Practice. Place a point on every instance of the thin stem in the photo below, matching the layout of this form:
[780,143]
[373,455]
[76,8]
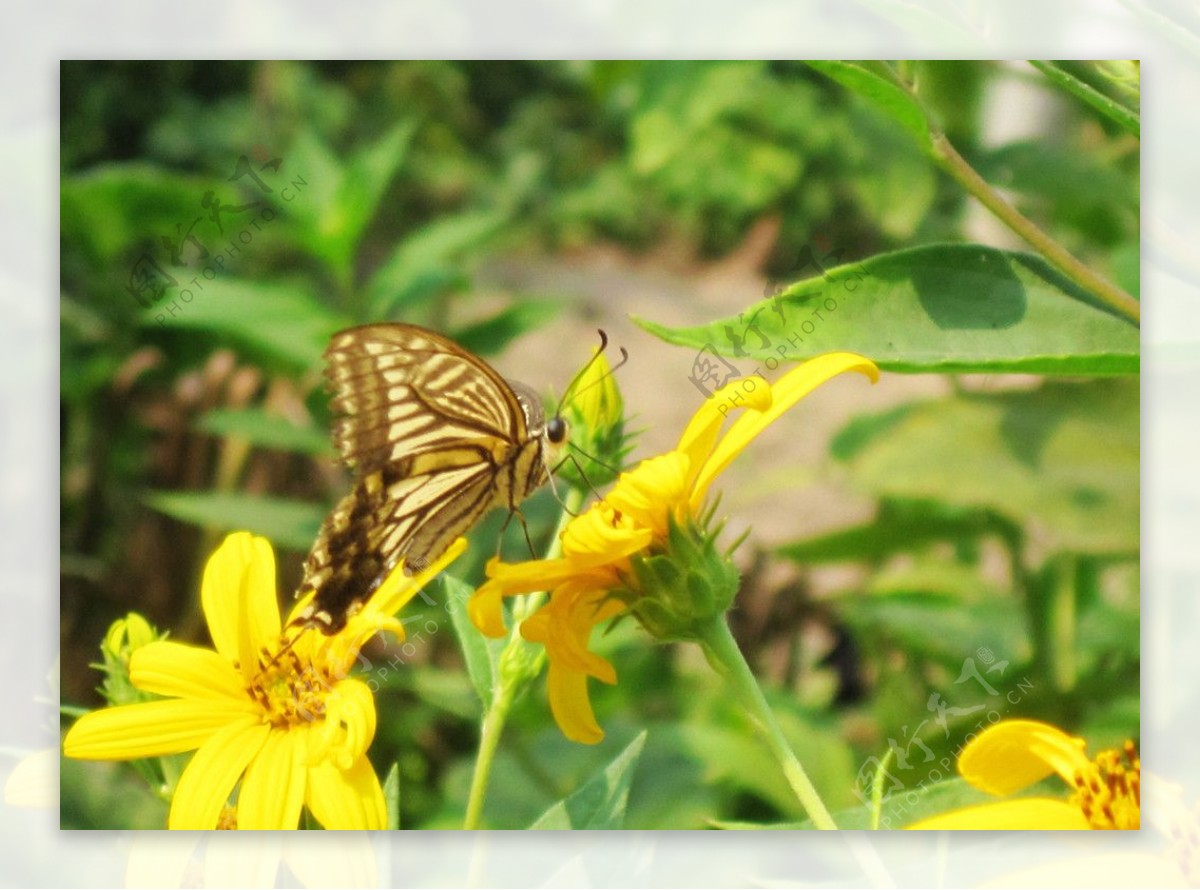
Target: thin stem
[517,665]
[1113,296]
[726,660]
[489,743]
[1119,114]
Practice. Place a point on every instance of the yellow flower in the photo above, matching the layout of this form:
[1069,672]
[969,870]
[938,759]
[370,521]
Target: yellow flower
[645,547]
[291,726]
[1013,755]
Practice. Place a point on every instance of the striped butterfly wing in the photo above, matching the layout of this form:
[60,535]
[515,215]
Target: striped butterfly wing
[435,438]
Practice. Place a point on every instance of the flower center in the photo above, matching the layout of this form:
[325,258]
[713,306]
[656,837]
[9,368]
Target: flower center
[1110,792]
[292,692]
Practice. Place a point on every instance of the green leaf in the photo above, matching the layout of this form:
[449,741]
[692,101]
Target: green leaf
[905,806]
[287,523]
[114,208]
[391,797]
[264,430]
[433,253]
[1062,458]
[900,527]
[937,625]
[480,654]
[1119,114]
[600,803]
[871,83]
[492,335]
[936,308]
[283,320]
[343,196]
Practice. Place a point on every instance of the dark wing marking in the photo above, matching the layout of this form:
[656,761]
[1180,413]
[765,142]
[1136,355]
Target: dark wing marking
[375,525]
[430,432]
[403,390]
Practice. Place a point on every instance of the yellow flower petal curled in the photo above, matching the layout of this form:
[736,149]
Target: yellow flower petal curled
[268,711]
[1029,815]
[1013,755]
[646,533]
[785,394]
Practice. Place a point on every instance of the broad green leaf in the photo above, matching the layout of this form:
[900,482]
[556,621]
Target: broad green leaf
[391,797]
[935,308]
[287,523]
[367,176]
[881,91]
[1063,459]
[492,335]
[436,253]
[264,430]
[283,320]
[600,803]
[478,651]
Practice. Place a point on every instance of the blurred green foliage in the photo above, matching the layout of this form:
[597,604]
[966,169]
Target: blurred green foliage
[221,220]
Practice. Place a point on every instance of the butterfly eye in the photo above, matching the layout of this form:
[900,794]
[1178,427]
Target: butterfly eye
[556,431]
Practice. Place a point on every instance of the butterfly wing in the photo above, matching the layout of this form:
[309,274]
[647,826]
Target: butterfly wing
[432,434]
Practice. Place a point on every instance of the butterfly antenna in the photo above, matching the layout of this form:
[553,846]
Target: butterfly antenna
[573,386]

---*---

WHAT THE TASK REQUIRES:
Recast the data above as a JSON list of strings, one string per line, with blank lines omitted. Leave the pictures out of the list.

FINISHED EXERCISE:
[
  "Practice. Place a point on every instance of the thin stem in the photo below, matching the layout of this form:",
  "[780,143]",
  "[373,455]",
  "[76,8]",
  "Target: thin stem",
  "[517,665]",
  "[1113,296]",
  "[726,660]",
  "[489,743]",
  "[1119,114]",
  "Practice. Place a point on every instance of the yellow flower in the photo above, matching the layout of this form:",
  "[1069,672]",
  "[969,870]",
  "[938,759]",
  "[370,521]",
  "Target: yellow flower",
  "[645,547]",
  "[291,726]",
  "[1013,755]",
  "Practice. Place a point on every instance of the striped butterfly wing in the photo above, matching the layout of this form:",
  "[60,535]",
  "[515,215]",
  "Target: striped butterfly wing",
  "[435,438]",
  "Practice. Place a point on every instance of the flower center in the photo above, matching the layout of this form:",
  "[325,258]",
  "[713,306]",
  "[656,837]",
  "[9,368]",
  "Target: flower center",
  "[1110,792]",
  "[292,692]",
  "Practice. Place a point on every instance of the green leaf in the photo above, matching the layout of this form:",
  "[449,741]",
  "[692,101]",
  "Target: green leaf",
  "[905,806]",
  "[287,523]",
  "[114,208]",
  "[391,797]",
  "[264,430]",
  "[433,253]",
  "[1062,458]",
  "[900,527]",
  "[937,625]",
  "[480,654]",
  "[1119,114]",
  "[600,803]",
  "[871,83]",
  "[492,335]",
  "[936,308]",
  "[283,320]",
  "[343,196]",
  "Practice. Place a point on every instance of the dark wing marking in the photo above, matching the layout of this form:",
  "[656,761]",
  "[1180,413]",
  "[765,142]",
  "[1136,355]",
  "Target: dark wing marking",
  "[375,525]",
  "[430,432]",
  "[403,390]",
  "Practice. Place a point on every instance of the yellow flower petal curled in the photo above, matching the layout of this form:",
  "[736,149]",
  "Target: yellow flower petal curled",
  "[268,711]",
  "[1029,815]",
  "[1013,755]",
  "[646,533]",
  "[785,394]",
  "Practice. Place a point on every instance of the broad green leaf in the photo above, matching the layout of this form:",
  "[900,482]",
  "[556,621]",
  "Target: broad green leaf",
  "[391,797]",
  "[935,308]",
  "[287,523]",
  "[367,176]",
  "[881,91]",
  "[1063,459]",
  "[492,335]",
  "[436,253]",
  "[264,430]",
  "[283,320]",
  "[600,803]",
  "[478,651]",
  "Practice. Place a point on every instance of the blurred green foliage in the photo above, matching the layout of this form:",
  "[597,604]",
  "[966,169]",
  "Target: blurred green foliage",
  "[221,220]",
  "Practice. Place a point on every instance of the butterfly eye in the photo above, matching the layout of this form:",
  "[900,794]",
  "[1178,427]",
  "Target: butterfly eye",
  "[556,431]",
  "Practice. Place a point on every instance of the butterfly wing in the photo above, matching the layout of this form:",
  "[309,274]",
  "[647,826]",
  "Target: butterfly wing",
  "[432,434]",
  "Practice. Place a point on every instance of the butterfly antenna in the photo above, matching the layout of this form:",
  "[553,846]",
  "Target: butterfly antenna",
  "[573,386]"
]